Protect Parental Rights and Genetic Privacy: Oppose H.R. 4709
Our Stand: At-A-Glance
- There’s a “genomics global race” led by China. Kevin Kelly of BGI Genomics is quoted in an article titled, “China to Achieve First Nationwide Gene Database by 2049” saying, “If every person could undergo genome sequencing at birth and have that data linked to their digital medical records, the country would possess an enormous genetic repository.”
- Here in the U.S., The Newborn Screening Saves Lives Reauthorization Act of 2025 (H.R. 4709), paves the way for the U.S. to participate. At what cost?
- While H.R. 4709 never uses the words genomic or genome sequencing, the broadened authority, new grant language, and expanded data-infrastructure provisions makes it possible for federal funds and programs to support whole genome sequencing (WGS) of healthy babies tied to newborn screening (NBS).
- How: H.R. 4709 strengthens support for and allows for development and funding of new screening tests/methods. The bill also supports lifetime tracking of individual data and cross-border data harmonization.
- With NIH’s announcement of BEACONS–Building Evidence and Collaboration for GenOmics in Nationwide Newborn Screening–and the Chinese-led agenda to sequence every person, this is an emergent concern.
- To protect families, privacy and informed consent, we need all provisions of H.R. 4709 that allow funding of genomic screenings and/or support national and international surveillance of DNA to be removed.

* **Input data**

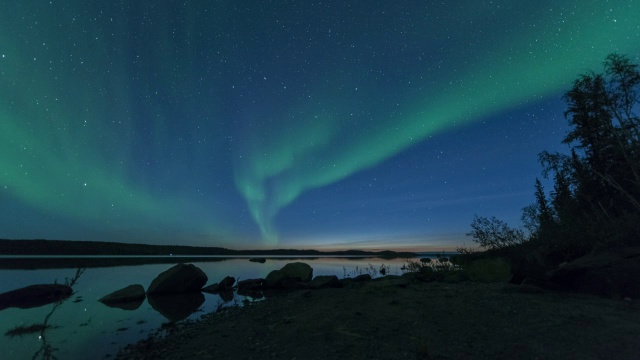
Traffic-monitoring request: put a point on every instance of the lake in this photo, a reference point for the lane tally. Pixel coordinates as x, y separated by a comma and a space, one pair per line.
83, 328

* **Exercise instructions**
[1] Transcribe the H.R. 4709 passage starting with "- While H.R." and going on through "cross-border data harmonization.".
[2] In the H.R. 4709 passage, what does the acronym BEACONS stand for?
[3] Write what comes next in the H.R. 4709 passage, picking up after its final sentence.
The listing has nothing to do with the H.R. 4709 passage.

* **Answers for the exercise**
[1]
- While H.R. 4709 never uses the words genomic or genome sequencing, the broadened authority, new grant language, and expanded data-infrastructure provisions makes it possible for federal funds and programs to support whole genome sequencing (WGS) of healthy babies tied to newborn screening (NBS).
- How: H.R. 4709 strengthens support for and allows for development and funding of new screening tests/methods. The bill also supports lifetime tracking of individual data and cross-border data harmonization.

[2] Building Evidence and Collaboration for GenOmics in Nationwide Newborn Screening.

[3]
- Because NBS happens automatically without informing, this expansion could lead to federal tracking and storage of genetic data for millions of children without true informed consent and act as a funnel into experimental and dangerous gene therapy for healthy newborns.
- NBS was created to detect a handful of metabolic disorders. WGS goes far beyond that, uncovering information about potential adult-onset conditions and gene mutations that might not ever cause a problem.
- Why It Matters
- Privacy: A genome can never be “unshared.” Once collected, it may be linked to medical, insurance, or government databases for decades.
- Informed Consent: Will parents know how the data will be used, the specific issues being screened for and the probabilities of those issues ever becoming a problem or the experimental nature of the treatment?
- Emotional Impact: Testing for uncertain or adult-onset conditions can create lifelong anxiety for families without improving outcomes.
- Gene therapy is dangerous and experimental.
- The Solution
- Keep whole genome sequencing completely separate from newborn screening.
- Stop the national lifelong surveillance of individual genomes.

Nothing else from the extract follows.